● **PAGE TEXT**
◆ ◆ ◆ ◆ ◆
= Junius Scales =

American labor leader (1920–2002)

Junius Scales (March 26, 1920 – August 5, 2002) was an American leader of the Communist Party of the United States of America notable for his arrest and conviction under the Smith Act in the 1950s. He was arrested in Memphis, Tennessee, in 1954 after going underground. His appeals lasted seven years and reached the Supreme Court twice. He began serving a six-year sentence at Lewisburg Federal Penitentiary in October 1961. On Christmas Eve 1962, President Kennedy commuted his sentence and he was released.

==Early life and career ==

Junius Irving Scales was born into a socially prominent family in Greensboro, North Carolina, in 1920. In 1935, he began hanging around 'The Intimate Bookshop' in Chapel Hill (run by Milton A. Abernethy and known to locals simply as Ab's), a barnlike off campus watering hole for local intellectuals and bohemians which had a clandestine Communist Party printing press in a back room. He was soon hired as a clerk in the store, and spent more time reading the books than working. He started attending the University of North Carolina at Chapel Hill the following year, at the age of 16, and three years later on his birthday in 1939, he secretly joined the Communist Party and, soon afterward, married his first wife, Vera, and quit school to become a union organizer in the textile mills. The attack on Pearl Harbor brought a sudden end to his union organizing efforts, and he volunteered for military service.
◆ ◆ ◆ ◆ ◆
● **USING THE INFORMATION**
A - Reproduce the passage of the Junius Scales text starting at "American labor leader" and ending at "he was released.", word for word.
B - Carry on the Junius Scales article from the point where it stops.

Saved entries
◆ ◆ ◆ ◆ ◆
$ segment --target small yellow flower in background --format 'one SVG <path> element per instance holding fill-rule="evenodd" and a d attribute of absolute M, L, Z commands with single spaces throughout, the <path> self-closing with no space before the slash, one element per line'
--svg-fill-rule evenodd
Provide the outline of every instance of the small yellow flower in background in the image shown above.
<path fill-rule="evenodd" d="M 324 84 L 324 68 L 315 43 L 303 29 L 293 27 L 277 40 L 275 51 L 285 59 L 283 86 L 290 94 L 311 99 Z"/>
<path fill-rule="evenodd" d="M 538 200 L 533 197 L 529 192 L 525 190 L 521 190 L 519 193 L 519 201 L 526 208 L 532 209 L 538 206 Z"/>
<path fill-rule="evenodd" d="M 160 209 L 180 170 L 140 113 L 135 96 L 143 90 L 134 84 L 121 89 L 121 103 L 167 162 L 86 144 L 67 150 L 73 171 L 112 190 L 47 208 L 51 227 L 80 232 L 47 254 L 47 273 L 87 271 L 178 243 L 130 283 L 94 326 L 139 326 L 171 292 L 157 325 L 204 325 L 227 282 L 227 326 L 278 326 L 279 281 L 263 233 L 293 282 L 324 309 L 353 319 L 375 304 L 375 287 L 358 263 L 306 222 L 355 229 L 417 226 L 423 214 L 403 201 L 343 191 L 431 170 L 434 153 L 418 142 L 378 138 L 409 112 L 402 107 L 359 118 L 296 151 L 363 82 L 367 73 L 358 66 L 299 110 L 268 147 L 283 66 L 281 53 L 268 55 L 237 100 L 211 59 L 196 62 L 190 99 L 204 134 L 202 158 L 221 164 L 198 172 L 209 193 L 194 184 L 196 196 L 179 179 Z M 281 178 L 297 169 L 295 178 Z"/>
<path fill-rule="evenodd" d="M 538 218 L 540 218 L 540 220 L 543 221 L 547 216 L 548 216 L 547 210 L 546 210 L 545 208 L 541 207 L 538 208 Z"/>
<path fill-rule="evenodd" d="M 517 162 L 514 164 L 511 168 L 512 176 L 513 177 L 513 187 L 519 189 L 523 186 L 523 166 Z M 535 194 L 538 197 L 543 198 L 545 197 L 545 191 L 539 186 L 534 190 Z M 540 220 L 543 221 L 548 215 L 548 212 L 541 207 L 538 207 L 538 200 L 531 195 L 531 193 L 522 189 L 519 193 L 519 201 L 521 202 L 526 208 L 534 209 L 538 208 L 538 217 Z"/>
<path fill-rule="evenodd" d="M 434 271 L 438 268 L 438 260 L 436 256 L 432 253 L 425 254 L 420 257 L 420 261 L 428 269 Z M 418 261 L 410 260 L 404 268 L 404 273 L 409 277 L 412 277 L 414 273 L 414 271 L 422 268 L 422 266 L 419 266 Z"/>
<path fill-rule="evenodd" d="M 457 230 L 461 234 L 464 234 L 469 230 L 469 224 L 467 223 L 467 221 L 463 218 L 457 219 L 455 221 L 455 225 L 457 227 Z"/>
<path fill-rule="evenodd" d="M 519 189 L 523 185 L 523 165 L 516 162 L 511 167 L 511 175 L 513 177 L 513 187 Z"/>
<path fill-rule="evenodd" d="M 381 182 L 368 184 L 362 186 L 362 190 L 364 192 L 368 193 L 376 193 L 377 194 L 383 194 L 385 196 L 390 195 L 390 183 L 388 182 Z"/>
◆ ◆ ◆ ◆ ◆
● **RESULTS FOR EACH TASK**
A -
American labor leader (1920–2002)

Junius Scales (March 26, 1920 – August 5, 2002) was an American leader of the Communist Party of the United States of America notable for his arrest and conviction under the Smith Act in the 1950s. He was arrested in Memphis, Tennessee, in 1954 after going underground. His appeals lasted seven years and reached the Supreme Court twice. He began serving a six-year sentence at Lewisburg Federal Penitentiary in October 1961. On Christmas Eve 1962, President Kennedy commuted his sentence and he was released.

B -
After serving in the U.S. Army from 1942 to 1946, he returned to Chapel Hill. While completing work on his bachelor's degree and starting work on his master's, he became the local party organizer, supervising five local Communist clubs and hosting weekly salons at his home that were open to both party and non-party members. In 1948, he became state chairman of the party. At this time he openly and publicly identified himself as the Communist Party leader in North Carolina, leading to newspaper stories which embarrassed his wealthy family and led to his forced resignation from his post on the state committee of the Southern Conference on Human Welfare. The strain on his marriage led to his divorce. He married his second wife, Gladys, a New Yorker, in 1950. Their only child, Barbara, was born in Durham in April 1951.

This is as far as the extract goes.